# What this task involves:
Update the listing below by replacing "sample output" with "example output" everywhere it occurs, keeping every other line as it is. Omit the pictures from your copy.

Segmentation dataset listing:
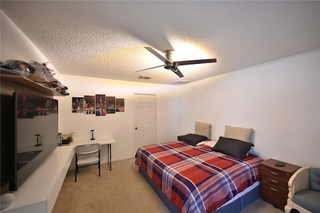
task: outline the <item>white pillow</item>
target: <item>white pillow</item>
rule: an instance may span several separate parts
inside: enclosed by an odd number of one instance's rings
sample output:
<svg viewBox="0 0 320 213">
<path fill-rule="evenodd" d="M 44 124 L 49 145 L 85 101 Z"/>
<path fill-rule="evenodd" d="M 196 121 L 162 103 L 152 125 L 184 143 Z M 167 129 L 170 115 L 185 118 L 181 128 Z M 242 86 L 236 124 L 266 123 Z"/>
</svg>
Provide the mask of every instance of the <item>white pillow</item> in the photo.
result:
<svg viewBox="0 0 320 213">
<path fill-rule="evenodd" d="M 214 145 L 216 143 L 216 141 L 214 141 L 213 140 L 209 140 L 208 141 L 202 141 L 200 143 L 198 143 L 196 144 L 197 146 L 200 146 L 200 145 L 204 145 L 206 146 L 208 146 L 210 147 L 213 147 L 214 146 Z"/>
<path fill-rule="evenodd" d="M 247 129 L 226 125 L 224 137 L 236 139 L 250 143 L 251 142 L 251 135 L 253 130 L 254 129 Z"/>
<path fill-rule="evenodd" d="M 214 146 L 216 143 L 216 141 L 214 141 L 213 140 L 209 140 L 208 141 L 204 141 L 204 145 L 212 148 Z"/>
</svg>

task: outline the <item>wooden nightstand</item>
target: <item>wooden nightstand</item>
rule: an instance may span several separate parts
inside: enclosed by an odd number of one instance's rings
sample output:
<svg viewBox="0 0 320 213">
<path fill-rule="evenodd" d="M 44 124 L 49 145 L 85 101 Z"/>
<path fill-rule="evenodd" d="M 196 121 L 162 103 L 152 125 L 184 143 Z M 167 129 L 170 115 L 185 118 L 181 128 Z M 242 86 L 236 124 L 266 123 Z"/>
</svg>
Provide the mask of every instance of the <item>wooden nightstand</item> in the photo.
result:
<svg viewBox="0 0 320 213">
<path fill-rule="evenodd" d="M 284 209 L 289 192 L 289 179 L 301 167 L 286 162 L 283 166 L 275 165 L 278 161 L 269 159 L 260 163 L 260 196 Z"/>
</svg>

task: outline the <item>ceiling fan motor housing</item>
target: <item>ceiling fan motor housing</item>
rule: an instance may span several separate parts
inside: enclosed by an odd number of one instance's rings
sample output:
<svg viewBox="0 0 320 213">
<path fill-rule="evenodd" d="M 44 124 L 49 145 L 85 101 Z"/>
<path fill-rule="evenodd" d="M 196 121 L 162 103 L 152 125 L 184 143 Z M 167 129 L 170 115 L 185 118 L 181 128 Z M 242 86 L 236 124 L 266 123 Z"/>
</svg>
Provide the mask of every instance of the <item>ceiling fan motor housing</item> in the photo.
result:
<svg viewBox="0 0 320 213">
<path fill-rule="evenodd" d="M 170 61 L 170 62 L 174 61 L 174 51 L 166 50 L 164 52 L 164 58 Z M 167 62 L 164 63 L 164 68 L 168 70 L 176 70 L 176 66 L 172 63 Z"/>
</svg>

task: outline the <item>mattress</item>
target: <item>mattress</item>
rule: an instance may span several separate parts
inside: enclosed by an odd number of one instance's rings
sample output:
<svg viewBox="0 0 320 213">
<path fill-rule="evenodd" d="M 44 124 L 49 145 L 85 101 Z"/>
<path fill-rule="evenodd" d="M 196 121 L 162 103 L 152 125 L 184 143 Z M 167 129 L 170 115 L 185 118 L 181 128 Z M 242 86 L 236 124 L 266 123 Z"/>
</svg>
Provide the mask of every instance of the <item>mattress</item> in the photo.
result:
<svg viewBox="0 0 320 213">
<path fill-rule="evenodd" d="M 180 141 L 140 147 L 136 157 L 136 164 L 182 212 L 211 212 L 221 207 L 258 182 L 263 160 L 254 155 L 240 160 Z"/>
</svg>

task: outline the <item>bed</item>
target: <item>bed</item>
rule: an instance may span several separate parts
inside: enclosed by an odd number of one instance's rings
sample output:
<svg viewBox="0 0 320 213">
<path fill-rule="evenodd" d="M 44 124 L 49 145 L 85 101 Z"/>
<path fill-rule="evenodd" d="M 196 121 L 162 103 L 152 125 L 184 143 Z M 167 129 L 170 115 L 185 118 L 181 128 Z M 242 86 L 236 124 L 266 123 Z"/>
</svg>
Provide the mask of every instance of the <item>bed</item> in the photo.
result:
<svg viewBox="0 0 320 213">
<path fill-rule="evenodd" d="M 226 142 L 221 137 L 216 144 L 220 139 Z M 212 149 L 180 140 L 159 143 L 139 148 L 136 164 L 170 212 L 240 212 L 259 197 L 263 160 Z"/>
</svg>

# Response to the exercise:
task: outline the <item>white pillow</item>
target: <item>white pillow</item>
rule: an instance may span several separate parts
inside: enclosed by an odd number of one instance's rings
example output:
<svg viewBox="0 0 320 213">
<path fill-rule="evenodd" d="M 44 124 L 49 145 L 85 101 Z"/>
<path fill-rule="evenodd" d="M 196 121 L 162 103 L 152 125 L 184 143 Z M 167 129 L 170 115 L 185 118 L 181 128 Z M 242 86 L 236 124 L 266 123 Z"/>
</svg>
Provide the mask of every instance of the <item>white pillow</item> in the photo.
result:
<svg viewBox="0 0 320 213">
<path fill-rule="evenodd" d="M 214 145 L 216 143 L 216 141 L 214 141 L 213 140 L 209 140 L 208 141 L 202 141 L 200 143 L 198 143 L 196 144 L 197 146 L 200 146 L 200 145 L 204 145 L 206 146 L 208 146 L 210 147 L 213 147 L 214 146 Z"/>
<path fill-rule="evenodd" d="M 247 129 L 226 125 L 224 137 L 236 139 L 250 143 L 251 142 L 251 135 L 253 130 L 254 129 Z"/>
<path fill-rule="evenodd" d="M 214 146 L 216 143 L 216 141 L 214 141 L 213 140 L 209 140 L 208 141 L 204 141 L 204 145 L 212 148 Z"/>
</svg>

task: outline the <item>wooden nightstand</item>
target: <item>wooden nightstand</item>
rule: an instance may span several separate parts
inside: enclosed by an odd number of one instance's rings
example output:
<svg viewBox="0 0 320 213">
<path fill-rule="evenodd" d="M 44 124 L 49 145 L 85 101 Z"/>
<path fill-rule="evenodd" d="M 196 121 L 162 103 L 152 125 L 184 143 Z M 167 129 L 170 115 L 185 118 L 181 128 Z M 242 86 L 236 124 L 266 123 Z"/>
</svg>
Provide the mask of every instance of the <item>wooden nightstand</item> in the photo.
result:
<svg viewBox="0 0 320 213">
<path fill-rule="evenodd" d="M 284 209 L 289 192 L 289 179 L 301 167 L 286 162 L 283 166 L 275 165 L 278 161 L 269 159 L 260 163 L 260 196 Z"/>
</svg>

task: outline the <item>ceiling fan motor housing</item>
target: <item>ceiling fan motor housing</item>
rule: an instance may span several separate parts
inside: enclosed by an odd number of one instance's rings
example output:
<svg viewBox="0 0 320 213">
<path fill-rule="evenodd" d="M 44 124 L 49 145 L 85 101 Z"/>
<path fill-rule="evenodd" d="M 196 121 L 162 103 L 152 125 L 184 143 Z M 167 129 L 170 115 L 185 118 L 181 128 Z M 242 86 L 236 124 L 266 123 Z"/>
</svg>
Provide the mask of every instance of the <item>ceiling fan motor housing</item> in the photo.
result:
<svg viewBox="0 0 320 213">
<path fill-rule="evenodd" d="M 170 61 L 170 62 L 174 61 L 174 51 L 166 50 L 164 52 L 164 58 Z M 167 62 L 164 63 L 164 68 L 168 70 L 176 70 L 176 66 L 172 63 Z"/>
</svg>

task: outline the <item>mattress</item>
target: <item>mattress</item>
rule: an instance may span several separate parts
inside: enclosed by an odd number of one instance's rings
example output:
<svg viewBox="0 0 320 213">
<path fill-rule="evenodd" d="M 44 124 L 49 145 L 85 101 Z"/>
<path fill-rule="evenodd" d="M 196 121 L 162 103 L 152 125 L 184 143 Z M 167 129 L 170 115 L 185 118 L 181 128 Z M 242 86 L 236 124 L 266 123 Z"/>
</svg>
Provide the mask of every instance of the <item>mattress</item> in the photo.
result:
<svg viewBox="0 0 320 213">
<path fill-rule="evenodd" d="M 180 141 L 140 147 L 136 157 L 136 164 L 182 212 L 211 212 L 221 207 L 258 182 L 263 160 L 254 155 L 240 160 Z"/>
</svg>

task: outline the <item>bed</item>
target: <item>bed</item>
rule: an instance may span several separate parts
inside: enclosed by an odd number of one instance's rings
example output:
<svg viewBox="0 0 320 213">
<path fill-rule="evenodd" d="M 44 124 L 49 145 L 85 101 Z"/>
<path fill-rule="evenodd" d="M 196 121 L 162 103 L 152 125 L 184 143 Z M 167 129 L 170 115 L 185 118 L 181 128 Z M 242 86 L 236 124 L 266 123 Z"/>
</svg>
Provide the mask of every instance of the <item>bed</item> in the photo.
result:
<svg viewBox="0 0 320 213">
<path fill-rule="evenodd" d="M 226 142 L 221 137 L 216 144 L 220 139 Z M 212 149 L 180 140 L 159 143 L 139 148 L 136 164 L 170 212 L 240 212 L 259 197 L 263 160 Z"/>
</svg>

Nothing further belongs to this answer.